* RECORDS FOR THE EXERCISE:
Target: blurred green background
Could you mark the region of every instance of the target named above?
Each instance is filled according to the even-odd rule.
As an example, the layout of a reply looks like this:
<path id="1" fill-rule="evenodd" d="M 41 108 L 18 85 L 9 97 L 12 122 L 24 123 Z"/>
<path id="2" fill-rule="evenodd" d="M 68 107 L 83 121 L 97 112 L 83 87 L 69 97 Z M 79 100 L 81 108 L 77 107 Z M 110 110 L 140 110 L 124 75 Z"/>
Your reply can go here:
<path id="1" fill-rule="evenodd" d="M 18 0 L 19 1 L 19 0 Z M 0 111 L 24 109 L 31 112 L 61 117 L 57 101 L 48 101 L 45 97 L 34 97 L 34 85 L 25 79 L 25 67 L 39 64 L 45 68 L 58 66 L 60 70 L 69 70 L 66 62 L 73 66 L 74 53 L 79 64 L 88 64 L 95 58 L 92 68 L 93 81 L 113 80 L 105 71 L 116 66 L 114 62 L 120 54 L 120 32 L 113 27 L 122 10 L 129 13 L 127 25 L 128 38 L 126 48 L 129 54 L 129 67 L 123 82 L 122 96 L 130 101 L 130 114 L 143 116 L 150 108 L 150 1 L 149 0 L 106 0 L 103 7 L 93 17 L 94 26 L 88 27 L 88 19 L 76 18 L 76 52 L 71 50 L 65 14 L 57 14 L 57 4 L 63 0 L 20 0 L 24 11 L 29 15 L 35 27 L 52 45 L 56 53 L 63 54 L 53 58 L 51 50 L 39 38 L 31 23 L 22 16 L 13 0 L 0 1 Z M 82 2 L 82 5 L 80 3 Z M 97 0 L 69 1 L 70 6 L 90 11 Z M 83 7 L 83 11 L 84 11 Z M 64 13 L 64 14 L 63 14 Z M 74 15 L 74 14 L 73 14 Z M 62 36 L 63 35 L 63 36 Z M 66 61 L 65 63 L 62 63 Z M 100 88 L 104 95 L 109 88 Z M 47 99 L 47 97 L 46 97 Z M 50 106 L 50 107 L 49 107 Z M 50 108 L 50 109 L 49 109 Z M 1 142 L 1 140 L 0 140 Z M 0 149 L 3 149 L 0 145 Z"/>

* PROBLEM DETAILS: Rewrite the stretch from the start of the records through the line containing "Your reply can", replacing "instance" with "occurrence" and leaving everything else unchanged. Return only those lines.

* TASK OUTPUT:
Target: blurred green background
Could you mark the region of every occurrence of the target named above?
Each occurrence is filled according to the even-odd rule.
As an example, the layout of a reply looks like this:
<path id="1" fill-rule="evenodd" d="M 41 108 L 18 85 L 9 97 L 12 122 L 24 123 Z"/>
<path id="2" fill-rule="evenodd" d="M 68 107 L 83 121 L 97 112 L 83 87 L 69 97 Z M 79 100 L 81 108 L 77 107 Z M 110 110 L 140 110 L 124 75 Z"/>
Your reply can go here:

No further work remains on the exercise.